▸ **Set task**:
Beginning at the line containing "gradient sky -> masks, every instance", output every line to the end of the data below exactly as it appears.

Records
═══
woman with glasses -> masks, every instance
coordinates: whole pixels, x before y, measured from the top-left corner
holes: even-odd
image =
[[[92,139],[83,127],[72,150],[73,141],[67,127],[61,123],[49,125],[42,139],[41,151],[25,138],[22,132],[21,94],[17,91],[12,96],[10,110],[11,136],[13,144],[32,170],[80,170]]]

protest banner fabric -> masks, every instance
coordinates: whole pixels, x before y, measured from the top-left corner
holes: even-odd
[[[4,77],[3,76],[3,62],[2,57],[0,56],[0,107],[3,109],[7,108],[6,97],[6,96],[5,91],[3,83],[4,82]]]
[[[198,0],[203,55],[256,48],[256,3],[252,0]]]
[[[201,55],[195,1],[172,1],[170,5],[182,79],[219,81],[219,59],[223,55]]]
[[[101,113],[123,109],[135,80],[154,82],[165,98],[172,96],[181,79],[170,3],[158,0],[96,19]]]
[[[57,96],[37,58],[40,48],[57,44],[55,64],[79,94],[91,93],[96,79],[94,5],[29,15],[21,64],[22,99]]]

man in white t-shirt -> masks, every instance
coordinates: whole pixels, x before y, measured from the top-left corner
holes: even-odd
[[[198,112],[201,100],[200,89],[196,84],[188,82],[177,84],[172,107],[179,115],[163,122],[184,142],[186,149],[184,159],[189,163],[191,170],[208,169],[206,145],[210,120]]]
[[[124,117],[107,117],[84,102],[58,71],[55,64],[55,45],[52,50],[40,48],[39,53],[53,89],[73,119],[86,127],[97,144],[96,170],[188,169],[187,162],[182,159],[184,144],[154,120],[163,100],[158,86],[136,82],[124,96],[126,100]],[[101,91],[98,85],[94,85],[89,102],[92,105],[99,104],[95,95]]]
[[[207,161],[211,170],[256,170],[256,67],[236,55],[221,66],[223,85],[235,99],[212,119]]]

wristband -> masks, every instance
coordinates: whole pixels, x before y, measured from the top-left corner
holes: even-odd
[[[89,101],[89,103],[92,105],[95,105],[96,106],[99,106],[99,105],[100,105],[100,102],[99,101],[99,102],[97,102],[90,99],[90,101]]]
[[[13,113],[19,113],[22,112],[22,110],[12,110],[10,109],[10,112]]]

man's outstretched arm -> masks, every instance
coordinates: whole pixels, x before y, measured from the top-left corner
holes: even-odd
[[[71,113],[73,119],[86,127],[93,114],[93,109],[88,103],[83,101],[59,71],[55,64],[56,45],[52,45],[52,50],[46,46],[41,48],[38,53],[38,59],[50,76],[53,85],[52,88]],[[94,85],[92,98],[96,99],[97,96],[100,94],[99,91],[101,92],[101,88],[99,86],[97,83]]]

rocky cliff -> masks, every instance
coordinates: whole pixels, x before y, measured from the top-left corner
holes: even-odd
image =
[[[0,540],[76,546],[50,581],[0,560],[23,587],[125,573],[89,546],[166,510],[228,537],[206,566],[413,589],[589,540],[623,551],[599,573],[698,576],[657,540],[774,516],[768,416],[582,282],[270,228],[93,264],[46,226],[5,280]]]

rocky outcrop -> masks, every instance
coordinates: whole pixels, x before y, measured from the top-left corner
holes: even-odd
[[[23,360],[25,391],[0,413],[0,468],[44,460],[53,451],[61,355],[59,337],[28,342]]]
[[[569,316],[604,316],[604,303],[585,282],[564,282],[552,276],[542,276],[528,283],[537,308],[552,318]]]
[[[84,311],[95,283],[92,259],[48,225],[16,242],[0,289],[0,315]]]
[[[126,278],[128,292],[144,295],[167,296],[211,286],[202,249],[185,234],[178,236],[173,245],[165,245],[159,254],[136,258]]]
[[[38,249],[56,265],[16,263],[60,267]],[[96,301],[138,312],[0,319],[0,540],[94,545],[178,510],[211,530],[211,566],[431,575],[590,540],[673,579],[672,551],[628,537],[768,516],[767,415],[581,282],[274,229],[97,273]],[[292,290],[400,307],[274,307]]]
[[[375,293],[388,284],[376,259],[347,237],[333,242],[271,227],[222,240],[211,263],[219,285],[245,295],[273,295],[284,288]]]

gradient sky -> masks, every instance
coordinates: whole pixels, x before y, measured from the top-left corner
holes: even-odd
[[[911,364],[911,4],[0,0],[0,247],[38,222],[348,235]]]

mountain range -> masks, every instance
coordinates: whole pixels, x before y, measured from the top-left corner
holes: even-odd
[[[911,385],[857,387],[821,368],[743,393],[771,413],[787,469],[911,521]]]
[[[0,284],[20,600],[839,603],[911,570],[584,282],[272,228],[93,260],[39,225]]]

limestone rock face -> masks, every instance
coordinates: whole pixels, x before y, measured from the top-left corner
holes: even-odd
═══
▸ **Output for this task**:
gradient sky -> masks, every instance
coordinates: whole pixels, x before y, measured from the top-left corner
holes: even-odd
[[[911,364],[911,4],[0,0],[0,247],[38,222],[348,235]]]

mountain range -> masks, every instance
coordinates: whole pixels, x before y, measured from the top-left corner
holes: even-odd
[[[911,385],[857,387],[821,368],[743,393],[771,413],[787,469],[911,521]]]
[[[0,284],[20,600],[839,603],[911,570],[584,282],[272,228],[93,260],[39,225]]]

limestone rock face -> masks, every instance
coordinates: whole pixels, x before y, measured from the top-left corner
holes: even-odd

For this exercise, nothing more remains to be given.